-- WHAT IS BEING ASKED --
Copy the rows below word for word, omitting the pictures.

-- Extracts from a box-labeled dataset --
= = = = =

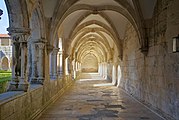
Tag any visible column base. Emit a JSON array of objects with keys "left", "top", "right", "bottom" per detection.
[
  {"left": 30, "top": 77, "right": 44, "bottom": 85},
  {"left": 50, "top": 75, "right": 58, "bottom": 80}
]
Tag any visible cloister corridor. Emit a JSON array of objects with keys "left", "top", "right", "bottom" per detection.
[
  {"left": 0, "top": 0, "right": 179, "bottom": 120},
  {"left": 39, "top": 73, "right": 163, "bottom": 120}
]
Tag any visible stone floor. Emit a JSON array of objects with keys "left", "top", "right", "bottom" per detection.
[{"left": 39, "top": 73, "right": 163, "bottom": 120}]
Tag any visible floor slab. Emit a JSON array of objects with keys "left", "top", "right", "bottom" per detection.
[{"left": 39, "top": 79, "right": 163, "bottom": 120}]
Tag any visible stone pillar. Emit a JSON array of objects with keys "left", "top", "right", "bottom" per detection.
[
  {"left": 50, "top": 48, "right": 58, "bottom": 79},
  {"left": 112, "top": 65, "right": 117, "bottom": 85},
  {"left": 58, "top": 51, "right": 63, "bottom": 77},
  {"left": 49, "top": 51, "right": 54, "bottom": 78},
  {"left": 8, "top": 28, "right": 30, "bottom": 91},
  {"left": 30, "top": 43, "right": 37, "bottom": 83},
  {"left": 65, "top": 57, "right": 69, "bottom": 75},
  {"left": 37, "top": 42, "right": 45, "bottom": 84},
  {"left": 73, "top": 59, "right": 76, "bottom": 79}
]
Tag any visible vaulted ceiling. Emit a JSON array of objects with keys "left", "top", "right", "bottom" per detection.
[{"left": 42, "top": 0, "right": 156, "bottom": 62}]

= = = = =

-- OUTPUT OF THE TASK --
Tag any visible column base. Emit a JSON array of objects with keys "left", "top", "right", "bottom" per detection.
[
  {"left": 30, "top": 77, "right": 44, "bottom": 85},
  {"left": 50, "top": 75, "right": 58, "bottom": 80}
]
Tag any visible cloister corridor. Emit a JSON array of objects with keys "left", "top", "right", "bottom" per detection.
[
  {"left": 0, "top": 0, "right": 179, "bottom": 120},
  {"left": 39, "top": 73, "right": 163, "bottom": 120}
]
Tag any visible stone floor. Emit a JSON array of objects with keys "left", "top", "right", "bottom" per detection.
[{"left": 39, "top": 73, "right": 163, "bottom": 120}]
Tag any visible floor slab. Emit a JSON array of objects with keys "left", "top", "right", "bottom" per detection.
[{"left": 39, "top": 79, "right": 163, "bottom": 120}]
Tag any visible stone pillar. Emit a JSON array of objects with keys "left", "top", "right", "bottom" per detection.
[
  {"left": 50, "top": 48, "right": 58, "bottom": 79},
  {"left": 112, "top": 65, "right": 117, "bottom": 85},
  {"left": 58, "top": 51, "right": 63, "bottom": 77},
  {"left": 49, "top": 51, "right": 54, "bottom": 78},
  {"left": 8, "top": 28, "right": 30, "bottom": 91},
  {"left": 30, "top": 43, "right": 37, "bottom": 83},
  {"left": 65, "top": 57, "right": 69, "bottom": 75},
  {"left": 37, "top": 42, "right": 45, "bottom": 84},
  {"left": 73, "top": 59, "right": 76, "bottom": 79}
]
Tag any visible vaulted ceiling. Emit a JSON array of objects with keys "left", "top", "right", "bottom" per detection.
[{"left": 42, "top": 0, "right": 156, "bottom": 62}]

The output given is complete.